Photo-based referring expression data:
━━━━━━━━━━━━━━━━

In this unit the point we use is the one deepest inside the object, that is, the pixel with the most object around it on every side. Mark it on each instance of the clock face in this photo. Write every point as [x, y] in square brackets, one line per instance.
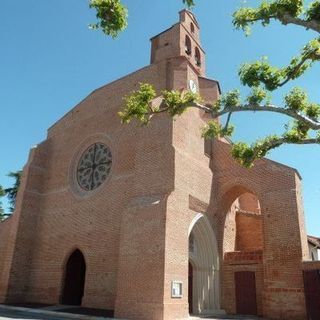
[193, 86]
[94, 166]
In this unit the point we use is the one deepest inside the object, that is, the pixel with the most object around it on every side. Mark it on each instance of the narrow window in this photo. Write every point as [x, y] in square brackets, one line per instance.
[192, 27]
[197, 57]
[188, 46]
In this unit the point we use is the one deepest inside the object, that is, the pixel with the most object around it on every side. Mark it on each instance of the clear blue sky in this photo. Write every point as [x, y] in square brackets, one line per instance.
[49, 61]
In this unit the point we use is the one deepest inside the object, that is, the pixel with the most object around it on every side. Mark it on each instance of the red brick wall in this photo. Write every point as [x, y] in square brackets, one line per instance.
[249, 234]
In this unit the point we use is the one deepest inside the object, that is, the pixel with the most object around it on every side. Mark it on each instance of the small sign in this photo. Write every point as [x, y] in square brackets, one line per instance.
[176, 289]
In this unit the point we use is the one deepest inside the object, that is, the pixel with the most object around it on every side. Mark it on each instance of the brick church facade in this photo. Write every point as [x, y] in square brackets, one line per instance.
[152, 222]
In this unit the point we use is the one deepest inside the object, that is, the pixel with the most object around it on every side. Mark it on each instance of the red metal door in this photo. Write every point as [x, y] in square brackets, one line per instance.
[246, 301]
[312, 293]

━━━━━━━━━━━━━━━━

Assignment:
Every entry above should be written out again verbatim, with no pictures included.

Task response:
In this unit the point we use is the one deepest inside the object, that is, the pixel with the most object around it on every side. Mark it on each instance of the clock face in this photo. Write every point as [x, y] in square brackets, one line per instance.
[193, 86]
[94, 166]
In this unit the point we use is the one deepest inside the object, that is, the pixel with the most object around it on every side. Mark it on each instance of the narrow window in this photo. Write every point as [x, y] in square brackets, one line per instance.
[192, 27]
[197, 57]
[188, 46]
In this unit the point we use is the one deepest inside the object, that is, the pixel with the most object around it on every side. Mark it on each instance of the clear blue sky in this photo. Write every point as [x, y] in square brackets, one line per instance.
[49, 61]
In this unit the point we use is the one deepest inside the object, that is, the pixel with the most object around it on every side. Mark it on each instance of the red brick wall in this photo. Write every point as [x, y] in square brackets, one line per instance.
[249, 234]
In this unit the point we use is the one deepest inside the object, that is, the pixel with the most object around it on every side. Mark it on each instance of the small sign in this photo. Write every point as [x, y] in square brackets, one line per instance.
[176, 289]
In this unit the point we use is the one deepest inside the object, that is, the pixel with the most object around it on every side. Mark it on each instance of the brick church facade in this photo. Write every point as [x, y] in square brackets, one line per instance.
[152, 222]
In this unit the point we use is the one deepest inside the object, that is, the pixel with the most object around it on every side. Mark it on each instance of the red metal door in this photo. Write every point as [x, y] in square brackets, one line per instance.
[246, 301]
[312, 293]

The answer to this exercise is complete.